**Job**
Turn the records into a numbered list, from the line with "out like [179,88]." up to and including the line with "Query: storefront sign", leaving out blank lines.

**Available data**
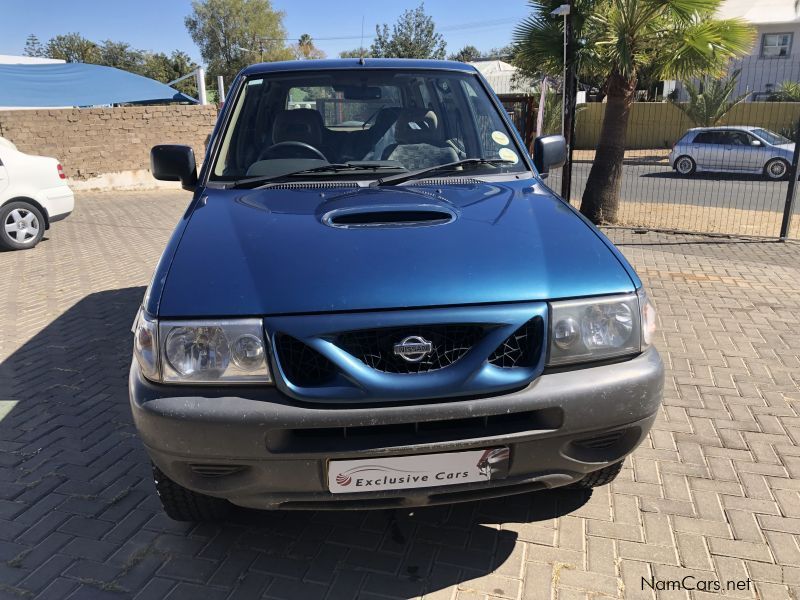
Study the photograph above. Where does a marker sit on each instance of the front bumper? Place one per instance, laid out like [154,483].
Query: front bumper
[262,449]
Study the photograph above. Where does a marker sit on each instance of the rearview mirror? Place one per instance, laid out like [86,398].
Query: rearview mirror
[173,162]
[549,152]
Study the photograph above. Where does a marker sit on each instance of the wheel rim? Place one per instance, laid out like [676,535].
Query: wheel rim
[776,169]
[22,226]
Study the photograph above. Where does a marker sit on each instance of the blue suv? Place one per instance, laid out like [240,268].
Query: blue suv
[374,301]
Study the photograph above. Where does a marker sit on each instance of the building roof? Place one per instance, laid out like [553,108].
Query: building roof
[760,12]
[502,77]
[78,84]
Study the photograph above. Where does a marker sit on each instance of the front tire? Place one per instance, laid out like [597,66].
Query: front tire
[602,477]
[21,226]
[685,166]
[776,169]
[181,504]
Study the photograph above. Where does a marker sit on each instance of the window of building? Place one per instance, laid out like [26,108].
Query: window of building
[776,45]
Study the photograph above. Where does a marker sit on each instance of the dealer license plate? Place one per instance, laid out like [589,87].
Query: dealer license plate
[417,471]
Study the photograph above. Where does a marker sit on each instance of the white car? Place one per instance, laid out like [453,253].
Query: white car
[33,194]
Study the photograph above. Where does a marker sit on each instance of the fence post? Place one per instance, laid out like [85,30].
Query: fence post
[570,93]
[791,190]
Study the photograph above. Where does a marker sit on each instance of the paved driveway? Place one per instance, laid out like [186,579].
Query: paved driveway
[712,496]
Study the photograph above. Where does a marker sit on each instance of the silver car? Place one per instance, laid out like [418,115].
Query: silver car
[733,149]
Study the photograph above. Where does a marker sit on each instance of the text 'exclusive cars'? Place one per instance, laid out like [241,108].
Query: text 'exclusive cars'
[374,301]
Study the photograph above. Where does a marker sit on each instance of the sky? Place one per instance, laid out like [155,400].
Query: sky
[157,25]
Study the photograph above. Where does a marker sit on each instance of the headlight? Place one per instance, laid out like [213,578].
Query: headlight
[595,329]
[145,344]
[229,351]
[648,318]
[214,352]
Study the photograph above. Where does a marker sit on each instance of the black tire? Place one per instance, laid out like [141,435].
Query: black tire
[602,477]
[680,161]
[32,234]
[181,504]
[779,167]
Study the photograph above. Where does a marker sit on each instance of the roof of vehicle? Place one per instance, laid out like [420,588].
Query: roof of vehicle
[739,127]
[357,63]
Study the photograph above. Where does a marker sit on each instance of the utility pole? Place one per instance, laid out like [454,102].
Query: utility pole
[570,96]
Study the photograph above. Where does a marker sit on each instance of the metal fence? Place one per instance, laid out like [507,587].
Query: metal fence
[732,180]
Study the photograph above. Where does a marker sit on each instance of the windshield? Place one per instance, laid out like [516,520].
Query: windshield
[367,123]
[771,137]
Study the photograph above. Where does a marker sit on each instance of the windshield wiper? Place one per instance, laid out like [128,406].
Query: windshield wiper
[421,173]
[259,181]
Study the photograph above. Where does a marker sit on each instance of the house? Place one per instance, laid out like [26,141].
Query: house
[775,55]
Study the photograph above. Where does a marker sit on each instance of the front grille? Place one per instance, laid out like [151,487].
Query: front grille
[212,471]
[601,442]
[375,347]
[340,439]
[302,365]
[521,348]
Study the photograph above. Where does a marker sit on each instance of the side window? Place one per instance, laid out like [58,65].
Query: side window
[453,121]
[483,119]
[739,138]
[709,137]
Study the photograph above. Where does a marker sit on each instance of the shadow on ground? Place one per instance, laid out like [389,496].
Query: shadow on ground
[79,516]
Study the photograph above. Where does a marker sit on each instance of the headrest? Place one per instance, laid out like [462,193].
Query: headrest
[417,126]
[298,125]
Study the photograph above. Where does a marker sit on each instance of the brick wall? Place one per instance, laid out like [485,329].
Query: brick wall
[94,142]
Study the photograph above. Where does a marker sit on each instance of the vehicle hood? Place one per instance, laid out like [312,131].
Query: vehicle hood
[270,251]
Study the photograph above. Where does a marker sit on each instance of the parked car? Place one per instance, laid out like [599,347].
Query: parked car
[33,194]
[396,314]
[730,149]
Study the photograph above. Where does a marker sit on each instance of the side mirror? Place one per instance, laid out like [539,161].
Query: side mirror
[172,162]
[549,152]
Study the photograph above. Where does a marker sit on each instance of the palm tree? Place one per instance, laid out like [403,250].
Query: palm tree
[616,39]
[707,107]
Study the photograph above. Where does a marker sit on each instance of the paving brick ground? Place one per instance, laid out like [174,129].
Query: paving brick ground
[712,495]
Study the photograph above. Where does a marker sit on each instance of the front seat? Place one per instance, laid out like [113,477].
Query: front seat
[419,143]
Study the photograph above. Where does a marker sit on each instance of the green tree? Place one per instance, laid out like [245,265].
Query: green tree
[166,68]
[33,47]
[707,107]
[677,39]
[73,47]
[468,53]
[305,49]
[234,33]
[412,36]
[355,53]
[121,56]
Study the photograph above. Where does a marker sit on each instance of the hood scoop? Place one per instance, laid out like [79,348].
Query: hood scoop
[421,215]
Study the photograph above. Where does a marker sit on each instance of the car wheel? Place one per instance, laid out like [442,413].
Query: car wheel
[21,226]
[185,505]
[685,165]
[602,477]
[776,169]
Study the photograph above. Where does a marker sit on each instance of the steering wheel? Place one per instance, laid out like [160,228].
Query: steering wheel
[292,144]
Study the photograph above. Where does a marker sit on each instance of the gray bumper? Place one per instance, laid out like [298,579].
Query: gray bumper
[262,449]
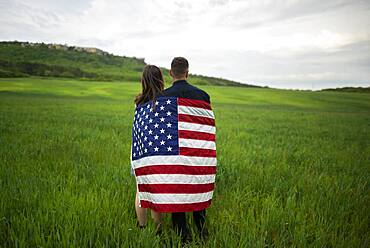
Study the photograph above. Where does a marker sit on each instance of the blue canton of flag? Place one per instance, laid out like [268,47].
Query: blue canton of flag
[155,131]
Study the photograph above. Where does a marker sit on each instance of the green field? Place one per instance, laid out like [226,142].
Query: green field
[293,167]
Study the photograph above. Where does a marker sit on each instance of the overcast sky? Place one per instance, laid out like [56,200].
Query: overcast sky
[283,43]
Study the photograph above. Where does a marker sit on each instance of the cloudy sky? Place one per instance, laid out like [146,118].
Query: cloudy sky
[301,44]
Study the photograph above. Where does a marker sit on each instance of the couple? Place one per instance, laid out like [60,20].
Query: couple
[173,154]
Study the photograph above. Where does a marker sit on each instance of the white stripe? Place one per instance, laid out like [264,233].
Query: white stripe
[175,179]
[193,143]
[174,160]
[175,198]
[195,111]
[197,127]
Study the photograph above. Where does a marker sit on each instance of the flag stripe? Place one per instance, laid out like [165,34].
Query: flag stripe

--

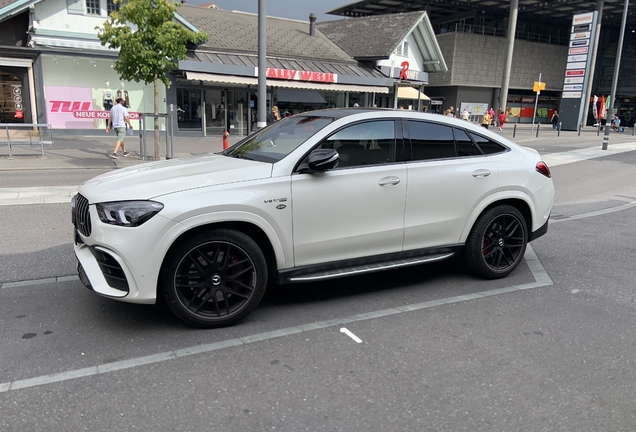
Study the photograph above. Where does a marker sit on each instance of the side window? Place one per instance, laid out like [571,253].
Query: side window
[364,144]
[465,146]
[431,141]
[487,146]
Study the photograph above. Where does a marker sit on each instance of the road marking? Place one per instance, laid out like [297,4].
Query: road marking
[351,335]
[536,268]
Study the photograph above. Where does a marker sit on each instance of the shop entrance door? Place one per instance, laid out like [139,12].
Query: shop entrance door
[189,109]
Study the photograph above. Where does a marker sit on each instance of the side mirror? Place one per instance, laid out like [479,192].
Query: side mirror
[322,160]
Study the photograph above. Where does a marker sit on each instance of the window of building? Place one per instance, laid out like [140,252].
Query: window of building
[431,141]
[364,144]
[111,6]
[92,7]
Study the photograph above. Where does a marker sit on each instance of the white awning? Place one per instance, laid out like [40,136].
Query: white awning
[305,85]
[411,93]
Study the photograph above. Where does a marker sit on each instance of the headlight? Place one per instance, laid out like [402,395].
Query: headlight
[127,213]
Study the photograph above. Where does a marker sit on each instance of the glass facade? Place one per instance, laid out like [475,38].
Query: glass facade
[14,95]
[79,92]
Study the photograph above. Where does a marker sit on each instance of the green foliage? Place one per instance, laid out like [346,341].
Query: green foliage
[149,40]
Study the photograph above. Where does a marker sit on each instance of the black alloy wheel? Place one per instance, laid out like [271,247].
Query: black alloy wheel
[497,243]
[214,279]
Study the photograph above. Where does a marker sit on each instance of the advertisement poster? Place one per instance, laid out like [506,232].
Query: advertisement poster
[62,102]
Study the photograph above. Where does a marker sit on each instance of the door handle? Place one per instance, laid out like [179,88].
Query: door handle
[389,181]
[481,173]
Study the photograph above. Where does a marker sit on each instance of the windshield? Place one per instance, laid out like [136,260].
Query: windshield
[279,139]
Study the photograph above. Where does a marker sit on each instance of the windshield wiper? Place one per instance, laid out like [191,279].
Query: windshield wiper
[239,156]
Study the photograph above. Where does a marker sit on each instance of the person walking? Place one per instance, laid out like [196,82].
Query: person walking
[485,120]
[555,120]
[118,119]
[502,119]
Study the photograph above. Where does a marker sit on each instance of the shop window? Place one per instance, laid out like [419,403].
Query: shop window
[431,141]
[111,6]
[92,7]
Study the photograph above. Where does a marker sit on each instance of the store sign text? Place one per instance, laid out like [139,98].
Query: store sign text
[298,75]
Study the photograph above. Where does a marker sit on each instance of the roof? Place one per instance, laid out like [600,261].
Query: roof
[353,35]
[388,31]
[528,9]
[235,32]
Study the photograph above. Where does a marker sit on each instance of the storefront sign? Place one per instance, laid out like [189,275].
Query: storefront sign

**Answer to this problem**
1. Study the photograph above. Where does a marker sit on each instance of the door handle? Place one per instance, laid out like [179,88].
2. Query: door handle
3. [389,181]
4. [481,173]
5. Study the photograph above. Where does a marker sit on each instance of the windshield? Place one per instance, laid out like [136,260].
6. Query: windshield
7. [279,139]
8. Study the photograph above. Where does a marker sit on each instance of the windshield wiper? Place one per instance, laid out like [191,279].
9. Query: windshield wiper
10. [239,156]
11. Study the photograph above. Where does a marker sit on each instance of the person walking? Place one per instance, laid out like [196,82].
12. Query: person walking
13. [485,120]
14. [555,120]
15. [118,119]
16. [502,119]
17. Study the photograph above. Where does a marker sit on each instance of the shop window? Place one per instance, laid out like [419,403].
18. Query: shop window
19. [431,141]
20. [111,6]
21. [92,7]
22. Study the photograph above. Where does a marker sit on each instance of the store sign text? Place one per instance, laid out like [139,98].
23. Query: store sign text
24. [298,75]
25. Study the photograph above. Where does a marker sit on each instance of the roof? Place one per instance, laid out like [600,261].
26. Query: roof
27. [353,35]
28. [388,31]
29. [528,9]
30. [235,32]
31. Study the photograph above. Where does a marker sit on each instance of the storefront sign? Place one per instance, laid out like [189,275].
32. Query: storefront sign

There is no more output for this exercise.